→ **OBJECTIVE**:
How many lines of the listing below contain the word "cilantro"? Count them and reply with the number alone.

→ **DATASET**:
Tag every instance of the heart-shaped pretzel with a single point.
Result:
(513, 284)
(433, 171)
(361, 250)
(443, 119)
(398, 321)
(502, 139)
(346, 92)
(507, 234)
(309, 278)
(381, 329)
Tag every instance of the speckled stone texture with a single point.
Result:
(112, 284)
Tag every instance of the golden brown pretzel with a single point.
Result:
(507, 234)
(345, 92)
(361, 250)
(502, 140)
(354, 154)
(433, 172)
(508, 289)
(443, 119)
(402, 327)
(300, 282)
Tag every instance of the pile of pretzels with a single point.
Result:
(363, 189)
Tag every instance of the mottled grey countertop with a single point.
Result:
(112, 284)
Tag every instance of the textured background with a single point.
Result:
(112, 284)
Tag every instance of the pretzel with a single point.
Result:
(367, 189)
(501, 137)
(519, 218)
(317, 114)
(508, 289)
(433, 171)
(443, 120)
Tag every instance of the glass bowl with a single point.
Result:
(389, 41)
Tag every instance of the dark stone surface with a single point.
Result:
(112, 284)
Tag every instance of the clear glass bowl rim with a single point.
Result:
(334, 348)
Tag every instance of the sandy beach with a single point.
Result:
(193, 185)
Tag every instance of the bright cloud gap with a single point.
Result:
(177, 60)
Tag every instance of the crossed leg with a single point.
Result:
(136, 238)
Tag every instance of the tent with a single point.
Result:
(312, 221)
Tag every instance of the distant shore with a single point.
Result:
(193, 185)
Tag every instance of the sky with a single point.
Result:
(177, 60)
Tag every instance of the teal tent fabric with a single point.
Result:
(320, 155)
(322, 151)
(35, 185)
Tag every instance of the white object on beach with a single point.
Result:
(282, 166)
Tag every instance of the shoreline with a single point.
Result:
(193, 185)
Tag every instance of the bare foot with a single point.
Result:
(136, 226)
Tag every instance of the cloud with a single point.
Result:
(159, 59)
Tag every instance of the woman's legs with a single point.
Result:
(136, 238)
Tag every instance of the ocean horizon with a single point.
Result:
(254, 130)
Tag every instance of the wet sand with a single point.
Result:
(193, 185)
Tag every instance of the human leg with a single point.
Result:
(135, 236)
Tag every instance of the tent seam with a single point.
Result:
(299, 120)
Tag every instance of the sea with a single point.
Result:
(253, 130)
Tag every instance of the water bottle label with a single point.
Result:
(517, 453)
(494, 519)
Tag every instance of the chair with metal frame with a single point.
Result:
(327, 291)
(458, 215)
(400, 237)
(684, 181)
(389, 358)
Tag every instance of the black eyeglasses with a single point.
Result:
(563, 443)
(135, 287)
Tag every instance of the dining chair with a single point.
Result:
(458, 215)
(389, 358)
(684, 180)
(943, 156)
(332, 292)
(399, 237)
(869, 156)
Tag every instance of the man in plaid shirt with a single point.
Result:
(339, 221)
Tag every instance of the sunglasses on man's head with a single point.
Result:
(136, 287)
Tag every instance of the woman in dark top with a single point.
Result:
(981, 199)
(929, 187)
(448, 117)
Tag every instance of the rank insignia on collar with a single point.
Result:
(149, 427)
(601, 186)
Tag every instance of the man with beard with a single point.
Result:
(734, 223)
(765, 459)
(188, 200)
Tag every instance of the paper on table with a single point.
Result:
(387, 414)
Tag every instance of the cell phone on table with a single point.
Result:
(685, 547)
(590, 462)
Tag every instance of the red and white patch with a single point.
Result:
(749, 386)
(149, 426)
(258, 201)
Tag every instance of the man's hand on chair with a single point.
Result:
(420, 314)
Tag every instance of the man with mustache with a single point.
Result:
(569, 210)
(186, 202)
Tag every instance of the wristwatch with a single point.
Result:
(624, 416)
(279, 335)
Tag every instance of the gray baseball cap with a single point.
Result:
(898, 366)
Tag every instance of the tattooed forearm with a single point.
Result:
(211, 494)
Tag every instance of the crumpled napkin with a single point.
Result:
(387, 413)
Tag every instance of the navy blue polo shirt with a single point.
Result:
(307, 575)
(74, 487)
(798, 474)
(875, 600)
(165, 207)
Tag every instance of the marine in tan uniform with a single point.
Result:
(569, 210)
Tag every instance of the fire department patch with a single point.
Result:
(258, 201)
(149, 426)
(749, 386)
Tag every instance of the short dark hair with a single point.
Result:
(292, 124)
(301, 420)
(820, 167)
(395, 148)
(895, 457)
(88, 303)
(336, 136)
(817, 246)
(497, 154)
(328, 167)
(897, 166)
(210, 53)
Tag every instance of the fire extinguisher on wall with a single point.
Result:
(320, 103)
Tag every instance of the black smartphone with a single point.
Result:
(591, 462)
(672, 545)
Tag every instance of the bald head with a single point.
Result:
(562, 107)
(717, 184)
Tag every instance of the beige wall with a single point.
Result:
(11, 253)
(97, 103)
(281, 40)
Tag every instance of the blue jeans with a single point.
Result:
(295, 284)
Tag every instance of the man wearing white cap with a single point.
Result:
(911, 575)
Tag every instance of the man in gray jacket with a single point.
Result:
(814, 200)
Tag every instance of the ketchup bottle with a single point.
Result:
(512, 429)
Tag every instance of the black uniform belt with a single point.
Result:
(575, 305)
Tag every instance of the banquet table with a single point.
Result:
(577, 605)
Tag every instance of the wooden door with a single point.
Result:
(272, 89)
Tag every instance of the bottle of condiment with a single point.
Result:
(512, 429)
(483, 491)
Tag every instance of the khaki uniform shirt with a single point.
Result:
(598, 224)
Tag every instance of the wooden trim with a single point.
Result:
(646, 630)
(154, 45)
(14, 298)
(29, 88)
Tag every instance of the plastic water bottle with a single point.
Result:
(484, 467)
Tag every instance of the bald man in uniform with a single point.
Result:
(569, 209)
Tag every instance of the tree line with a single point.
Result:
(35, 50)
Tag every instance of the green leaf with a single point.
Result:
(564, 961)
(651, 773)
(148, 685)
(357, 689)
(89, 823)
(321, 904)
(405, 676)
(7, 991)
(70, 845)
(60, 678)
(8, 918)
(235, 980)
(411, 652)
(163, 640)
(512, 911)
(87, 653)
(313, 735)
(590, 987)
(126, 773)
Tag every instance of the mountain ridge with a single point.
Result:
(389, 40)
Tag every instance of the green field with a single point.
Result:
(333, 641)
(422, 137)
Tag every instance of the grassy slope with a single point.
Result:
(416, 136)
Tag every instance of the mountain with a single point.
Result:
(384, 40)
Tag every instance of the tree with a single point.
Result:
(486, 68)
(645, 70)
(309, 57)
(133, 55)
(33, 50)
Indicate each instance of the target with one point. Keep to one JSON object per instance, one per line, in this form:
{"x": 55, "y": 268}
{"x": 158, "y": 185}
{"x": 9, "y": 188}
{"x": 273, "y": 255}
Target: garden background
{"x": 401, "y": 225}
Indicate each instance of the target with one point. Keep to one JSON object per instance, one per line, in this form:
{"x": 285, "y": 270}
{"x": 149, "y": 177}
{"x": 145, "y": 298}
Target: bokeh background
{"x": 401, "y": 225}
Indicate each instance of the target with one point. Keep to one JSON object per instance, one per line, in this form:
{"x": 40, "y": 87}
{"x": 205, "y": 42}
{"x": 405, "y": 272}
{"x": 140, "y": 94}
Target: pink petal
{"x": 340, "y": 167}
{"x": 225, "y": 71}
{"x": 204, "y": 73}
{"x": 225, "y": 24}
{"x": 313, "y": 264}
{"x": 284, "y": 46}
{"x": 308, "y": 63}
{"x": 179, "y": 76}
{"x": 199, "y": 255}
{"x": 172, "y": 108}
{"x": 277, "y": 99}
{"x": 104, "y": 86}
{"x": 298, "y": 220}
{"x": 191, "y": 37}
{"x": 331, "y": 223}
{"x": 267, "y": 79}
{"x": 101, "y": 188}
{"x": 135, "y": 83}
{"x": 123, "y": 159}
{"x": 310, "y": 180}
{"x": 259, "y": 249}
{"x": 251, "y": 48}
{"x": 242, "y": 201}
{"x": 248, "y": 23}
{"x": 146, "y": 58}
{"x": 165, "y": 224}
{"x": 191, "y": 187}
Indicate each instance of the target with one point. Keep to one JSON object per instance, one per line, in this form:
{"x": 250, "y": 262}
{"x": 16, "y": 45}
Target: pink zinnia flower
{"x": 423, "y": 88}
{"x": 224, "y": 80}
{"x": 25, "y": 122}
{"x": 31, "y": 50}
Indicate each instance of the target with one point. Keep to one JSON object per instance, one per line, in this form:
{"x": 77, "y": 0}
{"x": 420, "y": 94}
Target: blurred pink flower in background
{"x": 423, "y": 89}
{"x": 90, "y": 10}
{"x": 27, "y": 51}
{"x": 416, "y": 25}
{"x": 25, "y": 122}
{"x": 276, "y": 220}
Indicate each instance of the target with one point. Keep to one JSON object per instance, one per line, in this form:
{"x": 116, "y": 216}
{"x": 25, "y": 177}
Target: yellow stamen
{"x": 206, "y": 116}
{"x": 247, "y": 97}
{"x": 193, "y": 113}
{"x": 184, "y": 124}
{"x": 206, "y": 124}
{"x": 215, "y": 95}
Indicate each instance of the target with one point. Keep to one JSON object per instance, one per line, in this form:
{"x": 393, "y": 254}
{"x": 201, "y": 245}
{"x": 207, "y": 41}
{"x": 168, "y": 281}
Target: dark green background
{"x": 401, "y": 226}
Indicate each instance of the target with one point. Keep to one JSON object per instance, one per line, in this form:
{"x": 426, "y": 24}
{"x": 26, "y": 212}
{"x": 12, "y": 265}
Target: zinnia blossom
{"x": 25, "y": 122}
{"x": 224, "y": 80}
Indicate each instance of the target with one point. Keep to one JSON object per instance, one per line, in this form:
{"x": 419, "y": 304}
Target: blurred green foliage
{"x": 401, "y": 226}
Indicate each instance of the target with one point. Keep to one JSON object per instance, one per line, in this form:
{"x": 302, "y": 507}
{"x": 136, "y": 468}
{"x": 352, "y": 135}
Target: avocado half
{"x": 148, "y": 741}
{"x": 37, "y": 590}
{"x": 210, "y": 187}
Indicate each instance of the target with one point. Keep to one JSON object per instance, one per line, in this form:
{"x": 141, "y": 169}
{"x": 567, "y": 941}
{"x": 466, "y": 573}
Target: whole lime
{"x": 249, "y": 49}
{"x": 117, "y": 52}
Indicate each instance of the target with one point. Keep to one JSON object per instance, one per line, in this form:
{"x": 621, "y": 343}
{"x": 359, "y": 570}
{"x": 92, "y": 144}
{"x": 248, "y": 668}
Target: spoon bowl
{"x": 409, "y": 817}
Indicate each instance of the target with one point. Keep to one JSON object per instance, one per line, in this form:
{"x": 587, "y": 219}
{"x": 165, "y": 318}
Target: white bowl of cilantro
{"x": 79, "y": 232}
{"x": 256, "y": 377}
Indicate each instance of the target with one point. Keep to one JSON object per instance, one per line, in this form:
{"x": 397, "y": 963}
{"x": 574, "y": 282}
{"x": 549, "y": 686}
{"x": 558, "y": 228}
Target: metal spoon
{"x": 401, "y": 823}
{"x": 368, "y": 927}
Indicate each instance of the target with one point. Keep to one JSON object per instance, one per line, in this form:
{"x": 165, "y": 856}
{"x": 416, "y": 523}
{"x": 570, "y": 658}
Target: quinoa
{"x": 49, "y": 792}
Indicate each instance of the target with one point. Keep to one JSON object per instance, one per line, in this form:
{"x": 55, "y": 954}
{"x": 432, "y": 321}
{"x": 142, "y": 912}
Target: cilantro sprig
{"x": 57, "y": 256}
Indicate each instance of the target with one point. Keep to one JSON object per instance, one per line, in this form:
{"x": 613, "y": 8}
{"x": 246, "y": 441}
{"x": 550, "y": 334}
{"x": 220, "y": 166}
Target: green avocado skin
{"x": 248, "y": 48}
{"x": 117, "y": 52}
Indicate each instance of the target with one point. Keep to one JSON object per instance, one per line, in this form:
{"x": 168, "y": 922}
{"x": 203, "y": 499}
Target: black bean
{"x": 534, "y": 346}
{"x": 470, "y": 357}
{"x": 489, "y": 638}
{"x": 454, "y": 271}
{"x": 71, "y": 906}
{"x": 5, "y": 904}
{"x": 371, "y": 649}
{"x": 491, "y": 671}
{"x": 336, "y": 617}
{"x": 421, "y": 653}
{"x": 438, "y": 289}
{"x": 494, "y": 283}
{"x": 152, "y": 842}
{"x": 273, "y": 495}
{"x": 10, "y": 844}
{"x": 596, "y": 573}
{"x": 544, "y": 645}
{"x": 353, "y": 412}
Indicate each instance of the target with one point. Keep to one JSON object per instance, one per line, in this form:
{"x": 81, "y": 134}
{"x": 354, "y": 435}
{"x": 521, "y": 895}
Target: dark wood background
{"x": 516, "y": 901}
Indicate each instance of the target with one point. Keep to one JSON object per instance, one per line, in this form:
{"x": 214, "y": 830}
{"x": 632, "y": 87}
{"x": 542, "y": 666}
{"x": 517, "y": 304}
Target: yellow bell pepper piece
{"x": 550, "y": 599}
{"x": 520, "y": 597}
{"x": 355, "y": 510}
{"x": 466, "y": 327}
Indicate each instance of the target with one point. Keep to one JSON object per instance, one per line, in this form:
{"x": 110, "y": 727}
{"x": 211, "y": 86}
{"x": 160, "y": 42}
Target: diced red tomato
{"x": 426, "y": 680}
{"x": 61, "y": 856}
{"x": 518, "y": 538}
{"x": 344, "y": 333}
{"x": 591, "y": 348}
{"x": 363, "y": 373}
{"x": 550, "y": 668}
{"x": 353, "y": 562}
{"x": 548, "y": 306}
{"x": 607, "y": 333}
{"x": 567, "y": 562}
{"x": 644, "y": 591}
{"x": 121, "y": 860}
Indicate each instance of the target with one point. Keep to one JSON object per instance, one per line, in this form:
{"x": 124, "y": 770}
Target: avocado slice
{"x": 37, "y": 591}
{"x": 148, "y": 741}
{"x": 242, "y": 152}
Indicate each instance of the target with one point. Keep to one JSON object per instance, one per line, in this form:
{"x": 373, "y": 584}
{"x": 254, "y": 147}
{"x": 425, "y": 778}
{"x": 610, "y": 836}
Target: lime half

→ **ANSWER**:
2